Prompt | Print exactly, and only, the lines running from the line containing "the white wall" through the end of the records below.
________________
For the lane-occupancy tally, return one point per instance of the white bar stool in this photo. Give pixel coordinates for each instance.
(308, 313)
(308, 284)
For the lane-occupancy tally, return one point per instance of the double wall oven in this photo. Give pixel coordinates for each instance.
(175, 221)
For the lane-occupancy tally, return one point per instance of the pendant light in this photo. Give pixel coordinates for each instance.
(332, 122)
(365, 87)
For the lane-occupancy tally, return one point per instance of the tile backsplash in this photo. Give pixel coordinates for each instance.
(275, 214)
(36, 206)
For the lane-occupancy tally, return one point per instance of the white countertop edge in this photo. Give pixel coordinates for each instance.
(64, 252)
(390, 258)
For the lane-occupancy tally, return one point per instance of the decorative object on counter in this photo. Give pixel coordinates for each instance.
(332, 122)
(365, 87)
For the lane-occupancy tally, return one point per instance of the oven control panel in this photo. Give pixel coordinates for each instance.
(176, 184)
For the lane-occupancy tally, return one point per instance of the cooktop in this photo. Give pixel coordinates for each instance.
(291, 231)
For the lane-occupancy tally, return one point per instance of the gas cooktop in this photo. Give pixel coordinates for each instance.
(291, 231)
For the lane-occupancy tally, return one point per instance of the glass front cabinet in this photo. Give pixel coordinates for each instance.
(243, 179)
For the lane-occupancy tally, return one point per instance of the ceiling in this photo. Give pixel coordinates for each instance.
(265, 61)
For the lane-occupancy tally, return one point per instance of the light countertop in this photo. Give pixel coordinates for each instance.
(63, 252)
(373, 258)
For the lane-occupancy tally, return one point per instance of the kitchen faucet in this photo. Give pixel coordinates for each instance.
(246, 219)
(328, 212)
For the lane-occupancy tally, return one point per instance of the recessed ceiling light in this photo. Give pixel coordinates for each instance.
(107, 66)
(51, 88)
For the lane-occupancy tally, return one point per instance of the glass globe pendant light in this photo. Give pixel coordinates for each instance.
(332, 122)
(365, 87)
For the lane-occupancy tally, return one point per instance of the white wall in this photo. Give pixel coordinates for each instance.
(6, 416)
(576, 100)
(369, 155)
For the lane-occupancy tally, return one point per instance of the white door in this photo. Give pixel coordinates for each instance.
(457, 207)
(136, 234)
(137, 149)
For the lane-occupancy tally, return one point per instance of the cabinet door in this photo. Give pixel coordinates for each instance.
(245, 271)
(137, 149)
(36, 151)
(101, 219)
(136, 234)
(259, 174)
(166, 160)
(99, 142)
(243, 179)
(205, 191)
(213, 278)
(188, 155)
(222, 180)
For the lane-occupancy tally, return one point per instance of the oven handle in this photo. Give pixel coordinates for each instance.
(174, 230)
________________
Response to the task |
For the lane-occupancy tally, return one point per instance of the white wall in this photo. Give pixel coordinates for each instance.
(6, 416)
(576, 100)
(369, 155)
For the lane-occupancy tally, return one point per instance of the white door in this photo. Give pixel coordinates for each instance.
(457, 207)
(136, 234)
(137, 149)
For the lane-occupancy tally, return one point per instance of the cabinet door in this photo. Give pixel coordinates for each instance.
(245, 271)
(137, 149)
(36, 151)
(101, 219)
(136, 234)
(259, 174)
(166, 160)
(99, 142)
(243, 179)
(205, 191)
(213, 278)
(188, 155)
(222, 180)
For the lane-occupancy tally, return one point per instance of the oven handle in this photo. Give pixel coordinates for each instance.
(174, 230)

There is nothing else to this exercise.